*Short exercise*: Copy the records word for word, starting at the line with "Can you see the tractor mudguard?" and continuing to the end.

··· The input

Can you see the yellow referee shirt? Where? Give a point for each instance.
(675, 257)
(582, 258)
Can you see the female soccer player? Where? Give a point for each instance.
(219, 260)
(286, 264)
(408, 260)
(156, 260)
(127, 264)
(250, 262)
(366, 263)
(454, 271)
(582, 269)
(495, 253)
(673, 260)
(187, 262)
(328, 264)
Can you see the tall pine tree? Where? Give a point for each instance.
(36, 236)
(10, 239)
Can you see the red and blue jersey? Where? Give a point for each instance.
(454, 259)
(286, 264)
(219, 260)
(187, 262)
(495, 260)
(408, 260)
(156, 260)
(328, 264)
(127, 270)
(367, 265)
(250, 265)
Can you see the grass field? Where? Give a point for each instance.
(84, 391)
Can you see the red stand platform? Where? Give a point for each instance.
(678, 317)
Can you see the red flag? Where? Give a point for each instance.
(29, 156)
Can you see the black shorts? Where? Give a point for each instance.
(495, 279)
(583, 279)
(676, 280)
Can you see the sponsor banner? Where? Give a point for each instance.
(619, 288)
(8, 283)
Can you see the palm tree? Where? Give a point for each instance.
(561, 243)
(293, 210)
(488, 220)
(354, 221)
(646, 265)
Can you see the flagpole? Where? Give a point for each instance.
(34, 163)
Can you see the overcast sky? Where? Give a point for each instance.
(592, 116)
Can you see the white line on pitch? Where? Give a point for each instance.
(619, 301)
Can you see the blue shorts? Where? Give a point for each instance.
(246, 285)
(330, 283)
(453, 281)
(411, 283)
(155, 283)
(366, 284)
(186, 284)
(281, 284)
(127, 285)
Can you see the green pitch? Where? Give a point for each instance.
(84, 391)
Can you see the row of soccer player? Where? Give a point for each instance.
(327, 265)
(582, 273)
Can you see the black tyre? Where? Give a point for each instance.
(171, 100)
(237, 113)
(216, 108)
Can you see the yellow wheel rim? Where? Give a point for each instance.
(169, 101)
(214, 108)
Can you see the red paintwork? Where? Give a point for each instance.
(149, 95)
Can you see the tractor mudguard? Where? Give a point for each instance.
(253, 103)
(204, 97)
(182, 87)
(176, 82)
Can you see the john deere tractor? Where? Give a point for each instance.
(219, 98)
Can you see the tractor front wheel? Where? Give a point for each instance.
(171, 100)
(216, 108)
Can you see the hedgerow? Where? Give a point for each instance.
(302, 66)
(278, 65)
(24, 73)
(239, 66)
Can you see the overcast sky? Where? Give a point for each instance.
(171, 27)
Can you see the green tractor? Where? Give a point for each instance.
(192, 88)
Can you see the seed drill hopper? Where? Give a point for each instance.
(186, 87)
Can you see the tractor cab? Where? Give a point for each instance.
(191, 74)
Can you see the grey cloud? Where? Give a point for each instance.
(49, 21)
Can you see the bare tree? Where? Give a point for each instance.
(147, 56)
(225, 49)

······

*Problem solution*:
Can you see the tractor mudguard? Where? Give a point for each instance.
(253, 103)
(204, 97)
(182, 87)
(176, 82)
Can you see the john deere tractor? Where? Give a point for each instance.
(219, 98)
Can you see the tractor front wheel? Where? Give a point for each instance.
(171, 100)
(216, 108)
Can you see the hedgerow? Where? Give a point for each instance.
(302, 66)
(278, 65)
(24, 73)
(239, 66)
Can you see the overcast sky? Where? Give a point for each instance.
(171, 27)
Can you see the green tractor? Where? Give a point for each instance.
(192, 88)
Can you see the seed drill hopper? Where? Give a point for each instance.
(186, 87)
Can you see the tractor cab? Where? Give a point for each instance.
(191, 74)
Can you see the grey cloud? Where? Give a point for each instance.
(49, 21)
Can you see the bare tree? Where? Give a point for each instance.
(147, 56)
(225, 49)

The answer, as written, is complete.